Problem set:
A) Reproduce word for word the passage of the forum thread on aloe for IBS between "# Aloe for IBS" and "(Jul 6, 2011)", inclusive.
B) Answer these questions from the forum thread on aloe for IBS:
(i) For what has cocoandrico used aloe as a home remedy?
(ii) On what date did rlbb91 post?
(iii) According to the linked article, which qualities of aloe aid digestion?
C) Carry the forum thread on aloe for IBS forward from where it stops.

··· Page extract ···

# Aloe for IBS



## cocoandrico (Jun 22, 2011)

I've used Aloe as a home remedy for burns and bug bites, and I've been curious about its nutritional benefits since the juice has become widely available. I found an article about about aloe as a treatment for IBS that you can check out here:http://www.aloeplant.info/need-a-digestive-aid-for-your-ibs-soothing-aloe-may-be-just-your-fix/The claim is that aloe's anti-inflammatory properties and abundance of enzymes aid digestion. I'm wondering if anyone has tried it out and what your experience has been like.


----------



## rlbb91 (Jul 6, 2011)

cocoandrico said:


> I've used Aloe as a home remedy for burns and bug bites, and I've been curious about its nutritional benefits since the juice has become widely available. I found an article about about aloe as a treatment for IBS that you can check out here:http://www.aloeplant.info/need-a-digestive-aid-for-your-ibs-soothing-aloe-may-be-just-your-fix/The claim is that aloe's anti-inflammatory properties and abundance of enzymes aid digestion. I'm wondering if anyone has tried it out and what your experience has been like.

··· Data excerpts ···

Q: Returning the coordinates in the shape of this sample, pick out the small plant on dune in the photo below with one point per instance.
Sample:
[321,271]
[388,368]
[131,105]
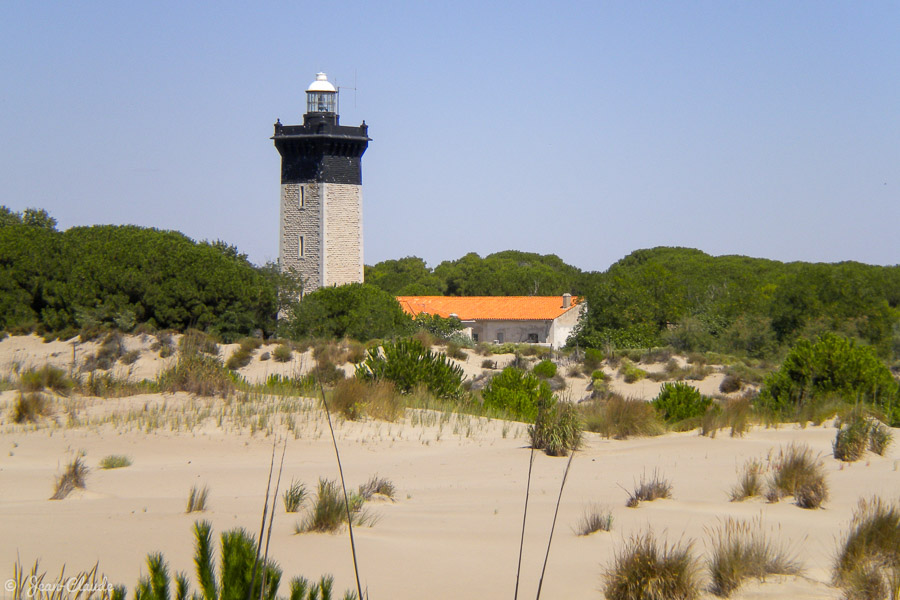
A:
[557,428]
[630,372]
[73,477]
[797,472]
[621,418]
[546,369]
[868,558]
[740,550]
[115,461]
[751,482]
[30,407]
[197,499]
[594,518]
[646,569]
[294,496]
[197,374]
[377,485]
[680,401]
[47,377]
[282,353]
[649,489]
[329,511]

···

Answers for this exercise:
A)
# Aloe for IBS



## cocoandrico (Jun 22, 2011)

I've used Aloe as a home remedy for burns and bug bites, and I've been curious about its nutritional benefits since the juice has become widely available. I found an article about about aloe as a treatment for IBS that you can check out here:http://www.aloeplant.info/need-a-digestive-aid-for-your-ibs-soothing-aloe-may-be-just-your-fix/The claim is that aloe's anti-inflammatory properties and abundance of enzymes aid digestion. I'm wondering if anyone has tried it out and what your experience has been like.


----------



## rlbb91 (Jul 6, 2011)

B)
(i) Burns and bug bites
(ii) Jul 6, 2011
(iii) Its anti-inflammatory properties and its abundance of enzymes

C)
I've never tried aloe, but I've heard good things. The natural herb place where I get some of my medication from actually recommended it. She had a whole section devoted to IBS, and she said that aloe was the preferred treatment by most of her customers. I've been meaning to try it since.


----------



## Kathleen M. (Nov 16, 1999)

A lot of the results can vary depending on the preparation.Whole leaf and some juices (esp if they taste bitter) have the latex part of the aloe leaf and that is a stimulatory laxative. That can be good for the constipated and not so good for the diarrhea-prone. The gel only preparations are more soothing, but may not relieve constipation as well.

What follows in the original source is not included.